<<<<

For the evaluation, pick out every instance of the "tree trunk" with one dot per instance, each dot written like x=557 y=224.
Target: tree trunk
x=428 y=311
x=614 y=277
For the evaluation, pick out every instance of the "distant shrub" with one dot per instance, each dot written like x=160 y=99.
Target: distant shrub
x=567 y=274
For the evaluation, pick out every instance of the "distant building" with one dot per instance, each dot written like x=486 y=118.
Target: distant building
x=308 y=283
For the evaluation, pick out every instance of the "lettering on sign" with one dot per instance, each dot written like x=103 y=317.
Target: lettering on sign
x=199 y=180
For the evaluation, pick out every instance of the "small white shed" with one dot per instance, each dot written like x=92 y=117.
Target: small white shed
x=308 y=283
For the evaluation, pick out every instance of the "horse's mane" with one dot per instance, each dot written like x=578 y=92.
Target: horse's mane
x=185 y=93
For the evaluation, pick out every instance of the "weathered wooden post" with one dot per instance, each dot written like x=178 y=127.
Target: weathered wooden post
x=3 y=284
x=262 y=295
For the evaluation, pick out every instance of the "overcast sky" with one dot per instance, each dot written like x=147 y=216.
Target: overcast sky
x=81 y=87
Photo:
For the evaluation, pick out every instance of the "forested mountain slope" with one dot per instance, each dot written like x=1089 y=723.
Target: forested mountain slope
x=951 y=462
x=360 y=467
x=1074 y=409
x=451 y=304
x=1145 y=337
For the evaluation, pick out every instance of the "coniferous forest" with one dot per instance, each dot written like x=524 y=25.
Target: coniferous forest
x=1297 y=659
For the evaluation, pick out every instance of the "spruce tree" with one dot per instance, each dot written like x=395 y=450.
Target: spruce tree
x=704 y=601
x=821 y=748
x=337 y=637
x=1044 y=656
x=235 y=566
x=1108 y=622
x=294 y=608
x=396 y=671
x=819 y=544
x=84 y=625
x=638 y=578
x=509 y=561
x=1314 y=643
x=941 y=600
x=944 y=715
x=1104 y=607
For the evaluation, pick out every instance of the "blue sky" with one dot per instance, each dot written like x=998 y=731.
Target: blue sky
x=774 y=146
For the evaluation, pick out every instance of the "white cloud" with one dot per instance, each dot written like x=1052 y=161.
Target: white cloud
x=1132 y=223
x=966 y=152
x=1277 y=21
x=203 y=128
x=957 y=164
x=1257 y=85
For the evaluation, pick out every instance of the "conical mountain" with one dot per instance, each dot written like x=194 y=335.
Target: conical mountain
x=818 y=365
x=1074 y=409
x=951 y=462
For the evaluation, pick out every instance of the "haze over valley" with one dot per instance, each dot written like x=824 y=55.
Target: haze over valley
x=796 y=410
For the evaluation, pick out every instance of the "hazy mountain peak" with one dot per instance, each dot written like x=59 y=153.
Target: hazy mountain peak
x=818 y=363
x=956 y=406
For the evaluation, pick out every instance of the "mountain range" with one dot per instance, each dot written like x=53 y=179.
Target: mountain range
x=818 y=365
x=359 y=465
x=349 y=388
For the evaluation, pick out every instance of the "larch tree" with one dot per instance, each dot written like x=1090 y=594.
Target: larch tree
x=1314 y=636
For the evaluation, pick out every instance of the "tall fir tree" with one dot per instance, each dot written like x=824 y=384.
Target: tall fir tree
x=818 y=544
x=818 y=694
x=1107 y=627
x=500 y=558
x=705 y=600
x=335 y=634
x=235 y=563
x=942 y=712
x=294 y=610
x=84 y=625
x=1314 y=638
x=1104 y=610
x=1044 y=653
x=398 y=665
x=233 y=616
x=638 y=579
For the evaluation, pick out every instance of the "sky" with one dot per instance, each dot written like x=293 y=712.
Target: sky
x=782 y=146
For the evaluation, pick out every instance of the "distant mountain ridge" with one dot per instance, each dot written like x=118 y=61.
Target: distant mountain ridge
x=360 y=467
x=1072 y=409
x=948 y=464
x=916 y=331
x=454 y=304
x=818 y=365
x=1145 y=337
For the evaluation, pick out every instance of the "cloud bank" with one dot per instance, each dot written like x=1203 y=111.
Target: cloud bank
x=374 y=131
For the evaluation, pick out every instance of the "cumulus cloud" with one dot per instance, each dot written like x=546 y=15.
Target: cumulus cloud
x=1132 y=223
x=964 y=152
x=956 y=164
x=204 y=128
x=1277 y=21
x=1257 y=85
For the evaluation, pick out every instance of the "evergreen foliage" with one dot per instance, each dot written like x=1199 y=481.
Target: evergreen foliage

>>>>

:: PROBLEM DESCRIPTION ::
Convert every line of the records above into one JSON list of strings, with one string per line and blank lines left out.

:: ANSWER ::
[
  "For the evaluation, pick out every instance of the \"tree trunk\" with one dot per instance, each dot written like x=557 y=224.",
  "Target: tree trunk",
  "x=428 y=311",
  "x=614 y=277",
  "For the evaluation, pick out every instance of the \"distant shrub\" with one dot per instance, each dot written like x=160 y=99.",
  "Target: distant shrub",
  "x=567 y=274",
  "For the evaluation, pick out every instance of the \"distant building\" with one dot per instance, each dot written like x=486 y=118.",
  "Target: distant building",
  "x=308 y=283",
  "For the evaluation, pick out every instance of the \"lettering on sign\" with one dot per instance, each dot written like x=103 y=317.",
  "Target: lettering on sign",
  "x=199 y=180",
  "For the evaluation, pick out every instance of the \"small white shed\" with one dot per instance, each dot written like x=92 y=117.",
  "Target: small white shed",
  "x=308 y=283",
  "For the evaluation, pick out every instance of the \"horse's mane\" with one dot per instance, each dot written like x=578 y=92.",
  "Target: horse's mane",
  "x=185 y=93",
  "For the evaluation, pick out every instance of the \"weathered wooden post\" with one dot per instance, each dot written like x=178 y=127.",
  "Target: weathered wooden post",
  "x=3 y=284",
  "x=262 y=295",
  "For the evaluation, pick out every instance of the \"overcast sky\" with one dot per instance, each dot written like x=147 y=216.",
  "Target: overcast sky",
  "x=81 y=87",
  "Photo:",
  "For the evaluation, pick out every instance of the \"forested mountain slope\" with one dot per instance, each dot written like x=1089 y=723.",
  "Target: forested mountain slope",
  "x=951 y=462",
  "x=360 y=467",
  "x=1074 y=409",
  "x=451 y=304",
  "x=1145 y=337",
  "For the evaluation, pick out every instance of the \"coniferous forest\" with one dot per instance, each dot written like x=524 y=25.",
  "Target: coniferous forest",
  "x=1297 y=659",
  "For the evaluation, pick out every instance of the \"spruce tree\" with one dot per instance, each dot written like x=395 y=450.",
  "Target: spruce tree",
  "x=704 y=601",
  "x=821 y=748",
  "x=337 y=637",
  "x=1044 y=656",
  "x=235 y=566",
  "x=1108 y=622",
  "x=294 y=608",
  "x=396 y=671",
  "x=819 y=544",
  "x=84 y=625",
  "x=638 y=578",
  "x=509 y=561",
  "x=1314 y=643",
  "x=941 y=600",
  "x=944 y=715",
  "x=1104 y=607",
  "For the evaluation, pick out every instance of the \"blue sky\" with one dot per instance, each dot written like x=998 y=731.",
  "Target: blue sky",
  "x=774 y=146",
  "For the evaluation, pick out every instance of the \"white cloud\" with one dot per instance, each dot written like x=1052 y=161.",
  "Target: white cloud",
  "x=1132 y=223",
  "x=966 y=152",
  "x=1277 y=21",
  "x=203 y=128",
  "x=957 y=164",
  "x=1257 y=85",
  "For the evaluation, pick out every instance of the \"conical mountain\" with one dot per instance, each dot written like x=194 y=335.",
  "Target: conical mountain",
  "x=818 y=365",
  "x=1074 y=409",
  "x=951 y=462",
  "For the evaluation, pick out every instance of the \"haze over valley\" with one dot per instance, each dot written like x=824 y=55.",
  "Target: haze over valley",
  "x=796 y=410",
  "For the evaluation, pick out every instance of the \"hazy mountain peak\" with one dot per instance, each dot written like x=59 y=153.",
  "Target: hazy mountain peak",
  "x=818 y=363",
  "x=956 y=406",
  "For the evaluation, pick out every instance of the \"mountain range\" with one dot per instance, each dot written like x=53 y=179.",
  "Target: mountain range",
  "x=818 y=365",
  "x=359 y=465",
  "x=349 y=388",
  "For the evaluation, pick out every instance of the \"larch tree\" with one dot per instance, each dot written like x=1090 y=594.",
  "Target: larch tree",
  "x=1314 y=636",
  "For the evaluation, pick out every instance of the \"tall fir tree\" with one dot per instance, each dot written like x=824 y=384.",
  "Target: tall fir tree",
  "x=818 y=544",
  "x=818 y=694",
  "x=1107 y=627",
  "x=500 y=558",
  "x=705 y=600",
  "x=335 y=634",
  "x=235 y=563",
  "x=942 y=712",
  "x=294 y=610",
  "x=84 y=625",
  "x=1314 y=638",
  "x=1104 y=610",
  "x=1044 y=653",
  "x=398 y=665",
  "x=233 y=616",
  "x=638 y=579",
  "For the evaluation, pick out every instance of the \"sky\" with one dot per instance, each dot written like x=293 y=712.",
  "Target: sky",
  "x=782 y=146",
  "For the evaluation, pick out every instance of the \"distant mountain ridge\" with one dot per instance, each dot written like x=118 y=61.",
  "Target: distant mountain ridge",
  "x=360 y=467",
  "x=1072 y=409",
  "x=948 y=464",
  "x=916 y=331",
  "x=454 y=304",
  "x=818 y=365",
  "x=1145 y=337",
  "For the evaluation, pick out every instance of the \"cloud bank\" with one dot per instance, each dot written like x=1203 y=111.",
  "Target: cloud bank",
  "x=374 y=131",
  "For the evaluation, pick out every instance of the \"cumulus cloud\" with one dot per instance, each dot written like x=546 y=15.",
  "Target: cumulus cloud",
  "x=1132 y=223",
  "x=964 y=152",
  "x=956 y=164",
  "x=204 y=128",
  "x=1277 y=21",
  "x=1257 y=85",
  "For the evaluation, pick out every instance of the \"evergreen foliage\" with one dot per instance, each dot written like x=1199 y=481.",
  "Target: evergreen foliage"
]